TASK STATEMENT →
The line containing "Phrase -- evergreen tree" marks the start; return it and every line after it in the listing below, exactly, through the last.

═══

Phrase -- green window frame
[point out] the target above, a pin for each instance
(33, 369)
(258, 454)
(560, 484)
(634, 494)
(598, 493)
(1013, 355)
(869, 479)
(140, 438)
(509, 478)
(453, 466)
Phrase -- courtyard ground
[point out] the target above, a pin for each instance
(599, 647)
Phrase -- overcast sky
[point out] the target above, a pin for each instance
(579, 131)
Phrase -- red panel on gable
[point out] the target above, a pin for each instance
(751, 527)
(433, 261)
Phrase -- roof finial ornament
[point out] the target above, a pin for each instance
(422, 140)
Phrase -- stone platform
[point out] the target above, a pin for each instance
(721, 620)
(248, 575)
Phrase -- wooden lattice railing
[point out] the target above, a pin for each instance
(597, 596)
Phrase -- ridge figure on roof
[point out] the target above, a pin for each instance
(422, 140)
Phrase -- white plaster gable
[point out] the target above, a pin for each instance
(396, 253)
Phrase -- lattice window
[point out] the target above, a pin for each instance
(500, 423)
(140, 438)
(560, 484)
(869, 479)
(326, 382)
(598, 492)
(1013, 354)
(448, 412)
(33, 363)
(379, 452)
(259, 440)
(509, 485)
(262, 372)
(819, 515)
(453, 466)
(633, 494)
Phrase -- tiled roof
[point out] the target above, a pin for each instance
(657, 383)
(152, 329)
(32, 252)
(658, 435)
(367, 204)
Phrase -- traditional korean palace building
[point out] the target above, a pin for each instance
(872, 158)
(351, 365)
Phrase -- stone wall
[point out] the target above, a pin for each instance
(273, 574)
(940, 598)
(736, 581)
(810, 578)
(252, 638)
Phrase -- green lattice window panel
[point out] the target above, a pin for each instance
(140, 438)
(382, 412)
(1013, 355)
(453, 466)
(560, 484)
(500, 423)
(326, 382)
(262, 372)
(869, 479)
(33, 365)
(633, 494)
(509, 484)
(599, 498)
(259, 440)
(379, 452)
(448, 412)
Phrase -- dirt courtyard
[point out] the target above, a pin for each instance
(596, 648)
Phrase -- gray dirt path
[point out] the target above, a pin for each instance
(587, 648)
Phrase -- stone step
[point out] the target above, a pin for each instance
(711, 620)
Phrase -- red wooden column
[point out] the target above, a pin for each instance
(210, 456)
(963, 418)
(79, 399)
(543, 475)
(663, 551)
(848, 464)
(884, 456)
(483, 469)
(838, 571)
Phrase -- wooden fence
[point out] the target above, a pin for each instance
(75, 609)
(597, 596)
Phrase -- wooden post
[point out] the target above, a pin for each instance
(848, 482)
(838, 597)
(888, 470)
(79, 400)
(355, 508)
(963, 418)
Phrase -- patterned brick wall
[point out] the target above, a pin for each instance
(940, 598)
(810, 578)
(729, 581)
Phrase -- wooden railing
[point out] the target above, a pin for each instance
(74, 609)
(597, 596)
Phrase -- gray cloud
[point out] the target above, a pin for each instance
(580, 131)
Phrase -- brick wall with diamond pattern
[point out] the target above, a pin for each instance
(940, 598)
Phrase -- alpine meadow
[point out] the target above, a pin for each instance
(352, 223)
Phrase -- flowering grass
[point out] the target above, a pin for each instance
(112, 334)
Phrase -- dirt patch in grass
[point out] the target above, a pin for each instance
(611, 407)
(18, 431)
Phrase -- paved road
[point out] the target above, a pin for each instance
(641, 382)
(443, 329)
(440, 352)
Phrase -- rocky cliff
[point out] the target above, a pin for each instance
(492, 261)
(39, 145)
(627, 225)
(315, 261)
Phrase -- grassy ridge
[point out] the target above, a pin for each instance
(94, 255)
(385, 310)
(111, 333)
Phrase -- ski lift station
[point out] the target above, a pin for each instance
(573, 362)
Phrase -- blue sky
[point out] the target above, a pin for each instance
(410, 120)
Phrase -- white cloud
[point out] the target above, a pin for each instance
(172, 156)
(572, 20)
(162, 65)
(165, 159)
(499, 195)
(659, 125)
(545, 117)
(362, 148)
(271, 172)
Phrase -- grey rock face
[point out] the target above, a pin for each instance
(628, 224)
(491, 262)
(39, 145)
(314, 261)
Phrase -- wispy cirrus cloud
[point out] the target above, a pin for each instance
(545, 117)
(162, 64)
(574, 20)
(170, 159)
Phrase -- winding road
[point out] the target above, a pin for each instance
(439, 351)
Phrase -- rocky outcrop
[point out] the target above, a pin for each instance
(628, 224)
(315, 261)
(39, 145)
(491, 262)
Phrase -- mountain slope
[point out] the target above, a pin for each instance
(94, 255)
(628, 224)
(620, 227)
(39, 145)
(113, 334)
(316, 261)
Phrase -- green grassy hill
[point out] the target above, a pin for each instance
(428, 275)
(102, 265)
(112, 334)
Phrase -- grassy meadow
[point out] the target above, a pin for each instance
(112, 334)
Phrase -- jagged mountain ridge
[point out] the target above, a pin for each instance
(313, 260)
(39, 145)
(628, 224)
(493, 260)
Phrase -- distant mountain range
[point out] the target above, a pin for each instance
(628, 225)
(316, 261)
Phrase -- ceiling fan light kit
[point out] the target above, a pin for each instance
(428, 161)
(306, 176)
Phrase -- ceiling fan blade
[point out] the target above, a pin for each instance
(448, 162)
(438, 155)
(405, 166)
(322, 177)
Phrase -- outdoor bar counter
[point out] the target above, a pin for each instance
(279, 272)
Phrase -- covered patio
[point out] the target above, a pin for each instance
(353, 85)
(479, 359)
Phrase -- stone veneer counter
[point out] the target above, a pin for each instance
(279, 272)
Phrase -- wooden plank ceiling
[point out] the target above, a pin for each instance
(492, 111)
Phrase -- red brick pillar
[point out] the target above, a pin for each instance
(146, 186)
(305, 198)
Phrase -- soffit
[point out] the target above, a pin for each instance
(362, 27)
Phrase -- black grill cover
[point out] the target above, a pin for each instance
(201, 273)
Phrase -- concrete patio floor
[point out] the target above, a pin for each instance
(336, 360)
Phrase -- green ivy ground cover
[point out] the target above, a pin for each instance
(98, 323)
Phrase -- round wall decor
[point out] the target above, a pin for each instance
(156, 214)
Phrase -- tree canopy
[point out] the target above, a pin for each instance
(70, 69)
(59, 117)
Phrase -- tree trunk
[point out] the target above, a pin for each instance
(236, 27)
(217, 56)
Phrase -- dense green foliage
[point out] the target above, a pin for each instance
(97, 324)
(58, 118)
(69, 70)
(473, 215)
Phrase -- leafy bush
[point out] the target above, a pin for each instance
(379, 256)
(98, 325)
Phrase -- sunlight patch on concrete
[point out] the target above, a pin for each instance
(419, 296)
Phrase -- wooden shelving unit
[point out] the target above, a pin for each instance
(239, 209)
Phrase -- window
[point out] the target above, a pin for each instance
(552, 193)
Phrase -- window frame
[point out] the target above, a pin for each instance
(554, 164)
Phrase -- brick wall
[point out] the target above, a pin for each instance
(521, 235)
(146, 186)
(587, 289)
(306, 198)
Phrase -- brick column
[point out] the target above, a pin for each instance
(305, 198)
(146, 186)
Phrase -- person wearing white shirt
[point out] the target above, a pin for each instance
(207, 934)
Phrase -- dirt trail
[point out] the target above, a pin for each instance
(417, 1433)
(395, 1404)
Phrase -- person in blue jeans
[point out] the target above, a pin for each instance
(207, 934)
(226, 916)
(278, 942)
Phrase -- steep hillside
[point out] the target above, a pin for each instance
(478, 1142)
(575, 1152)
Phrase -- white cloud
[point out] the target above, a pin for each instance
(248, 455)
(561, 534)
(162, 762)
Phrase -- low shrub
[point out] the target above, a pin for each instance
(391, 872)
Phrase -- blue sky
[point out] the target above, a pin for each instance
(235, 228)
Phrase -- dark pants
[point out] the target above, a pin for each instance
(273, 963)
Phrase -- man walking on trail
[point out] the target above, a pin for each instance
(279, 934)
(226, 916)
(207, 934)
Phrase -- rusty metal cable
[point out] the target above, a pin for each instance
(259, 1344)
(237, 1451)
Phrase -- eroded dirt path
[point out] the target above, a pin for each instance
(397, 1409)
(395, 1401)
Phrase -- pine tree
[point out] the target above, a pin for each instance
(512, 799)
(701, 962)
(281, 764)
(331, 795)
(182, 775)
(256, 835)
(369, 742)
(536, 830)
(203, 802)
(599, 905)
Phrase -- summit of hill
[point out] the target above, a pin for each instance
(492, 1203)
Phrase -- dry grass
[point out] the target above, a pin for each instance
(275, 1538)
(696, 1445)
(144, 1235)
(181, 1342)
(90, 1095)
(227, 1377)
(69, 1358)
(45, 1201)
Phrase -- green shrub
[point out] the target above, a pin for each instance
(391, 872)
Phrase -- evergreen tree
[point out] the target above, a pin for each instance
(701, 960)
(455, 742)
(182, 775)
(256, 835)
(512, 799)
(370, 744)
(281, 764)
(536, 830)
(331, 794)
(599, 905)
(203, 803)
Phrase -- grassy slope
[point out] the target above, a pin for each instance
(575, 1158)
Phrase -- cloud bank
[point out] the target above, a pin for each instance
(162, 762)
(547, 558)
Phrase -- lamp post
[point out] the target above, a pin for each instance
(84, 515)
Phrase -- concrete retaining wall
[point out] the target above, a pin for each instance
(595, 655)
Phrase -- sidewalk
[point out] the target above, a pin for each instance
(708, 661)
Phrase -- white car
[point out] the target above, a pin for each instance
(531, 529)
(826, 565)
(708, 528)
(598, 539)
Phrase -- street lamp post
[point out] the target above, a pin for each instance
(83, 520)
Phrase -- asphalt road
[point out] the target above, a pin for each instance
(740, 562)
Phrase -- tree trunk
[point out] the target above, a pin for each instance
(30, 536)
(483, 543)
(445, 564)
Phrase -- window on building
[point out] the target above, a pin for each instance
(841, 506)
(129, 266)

═══

ANSWER TO THE EXERCISE →
Phrase -- evergreen tree
[point out] the target above, a pin for each instance
(701, 960)
(455, 742)
(182, 775)
(256, 835)
(512, 799)
(370, 744)
(281, 764)
(536, 830)
(331, 794)
(599, 905)
(203, 803)
Phrase -- grassy slope
[point out] the target above, a pin for each instance
(575, 1158)
Phrase -- cloud bank
[point out] the target above, a pin for each instance
(162, 762)
(547, 558)
Phrase -- lamp post
[point out] the target above, a pin for each instance
(84, 515)
Phrase -- concrete retaining wall
[point out] the target above, a pin for each instance
(595, 655)
Phrase -- sidewalk
[point out] the target above, a pin for each instance
(708, 661)
Phrase -- white car
[point out] the target above, a pin for each instance
(531, 529)
(826, 565)
(708, 528)
(598, 539)
Phrase -- street lamp post
[point out] the target above, a pin for each instance
(83, 520)
Phrase -- asphalt road
[point out] the target above, a pin for each instance
(740, 562)
Phrase -- tree trunk
[point out] the target above, a pin for each instance
(30, 536)
(483, 543)
(445, 564)
Phrase -- window on building
[point out] the target above, a pin for each instance
(841, 506)
(129, 266)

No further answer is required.